Hz. Ebû Bekir’in Şahsiyeti ve Yönetim Anlayışı

0 Üye ve 1 Ziyaretçi konuyu incelemekte.

Çevrimdışı Ders Hocası

  • Hocanın Biri
  • *******
  • Join Date: Eki 2016
  • Yer: Hatay
  • 63863
  • +526/-0
  • Cinsiyet: Bay
    • Arif Arslaner
Şahsiyeti
Hz. Ebû Bekir, hem Câhiliye döneminde, hem de İslâm’ın tebliğinden sonra
Hz. Peygamber’in en yakın dostu olmuştur. Medine’ye hicretin ardından kızı
Hz. Âişe’nin Allah Resûlü ile evlenerek müminlerin anneleri arasına
katılması, onların aralarındaki dostluk bağını daha da güçlendirmiştir.
Nitekim Allah Resûlü’ne, en çok kimi sevdiği sorulduğunda ilk önce Hz. Ebû
Bekir’in, ardından da onun kızı ve kendi hanımı olan Hz. Âişe’nin adını
vermiştir. (Müslim, “Fezâil”, 8).

Hz. Ebû Bekir, güzel ahlâkı, doğruluğu ve cömertliği ile gerek Câhiliye
devrinde, gerekse Müslümanlığından sonra dost düşman herkesin takdirini ve
saygısını kazanmıştır. Müslüman olmadan önce putlara tapmamış, putlar
adına kesilen kurban eti yememiş, kendisini, Câhiliye devri insanlarının
müptela oldukları kötülüklerden korumuştur. Mekke toplumunda varlıklı
hâline rağmen, mütevazı oluşu, insanlara karşı hoşgörülü davranışı, yumuşak
huyluluğu ve merhameti ile örnek bir şahsiyet olarak tanınmıştır. Ashâb
arasında da güzel ahlâkı, doğruluğu ve yardımseverliği ile bilinen Hz. Ebû
Bekir, bu yönüyle hem kabilesi arasında hem de toplumda önemli bir
saygınlık kazanmıştı. Hakkındaki rivayetlerden, hassas, duygulu, yumuşak
huylu, güler yüzlü ve hoş sohbet bir kişiliğe sahip olduğu anlaşılmaktadır.
Hz. Ebû Bekir, mütevazı kişiliğinin yanı sıra gerektiğinde cesaretin de en
canlı örneklerini vermiştir. İnsanlarla münasebetlerinde daima az ve öz
konuşmaya özen gösteren Hz. Ebû Bekir, komutan ve idarecilerine de aynı
tavsiyelerde bulunmuştur.

Hz. Ebû Bekir, hiçbir hadisede tepkisel ve aceleci davranmamış,
gelişmeler karşısında her zaman soğukkanlılığını korumuştur. Halifelik
görevini üstlendikten sonra Arabistan'ın her tarafından isyan seslerinin
yükseldiği bir sırada, değişik bölgelerden idareciler sorumlu bulundukları
yerlerdeki isyan ve irtidat hakkında heyecan içinde bilgi verirken, onları
gayet soğukkanlılıkla dinlemiştir. Onun zekât memurlarından birisi olan
Dırâr b. Ezver el-Esedî, Hz. Ebû Bekir'in bu olaylara yaklaşımıyla ilgili
şunları söylemektedir: “Biz ona Müslümanların aleyhine gelişen olayları
anlatırken, o bu haberleri oldukça soğukkanlılıkla karşıladı”.

**Sağlanan Bilgiler:**

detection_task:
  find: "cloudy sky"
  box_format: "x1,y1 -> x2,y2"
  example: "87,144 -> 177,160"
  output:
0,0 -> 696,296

**Yapılacaklar:**
[a] Hz. Ebû Bekir'i anlatan metne göre, onunla Hz. Peygamber arasındaki dostluk bağını daha da güçlendiren neydi? Bir ila üç cümleyle açıklayın.
[b] Hz. Ebû Bekir'in şahsiyetini anlatan metni son cümlesinden sonra sürdürün.

**Beklenen Sonuçlar:**
[a] Medine'ye hicretten sonra Hz. Ebû Bekir'in kızı Hz. Âişe, Allah Resûlü ile evlenmiş ve müminlerin anneleri arasına katılmıştır. Bu evlilik, iki dost arasındaki bağı daha da güçlendirmiştir.

[b]
(Taberî, III, 230).

Hz. Ebû Bekir, bilgi ve tecrübesiyle dönemin seçkin şahsiyetleri
arasındaydı. Özellikle Arap soy bilimi olan Ensâb hakkında zamanının
otoritesi kabul ediliyordu. Ayrıca Arap kabilelerinin savaş tarihi olan
Eyyâmü’l-Arab konusunda da uzmandı.

Hz. Ebû Bekir, İnsanlarla sağlıklı diyalog kurmada çok başarılıydı. Hz.
Peygamber ile görüşmek için Medine'ye gelen kabile temsilcilerini öncelikle o
karşılar, onlarla tanışıp nesepleri hakkında konuşur ve yakınlık kurardı. Bu
şekilde gelenlerin Hz. Peygamber ile samimi bir iletişim kurabilmeleri için
ortamı hazırlardı.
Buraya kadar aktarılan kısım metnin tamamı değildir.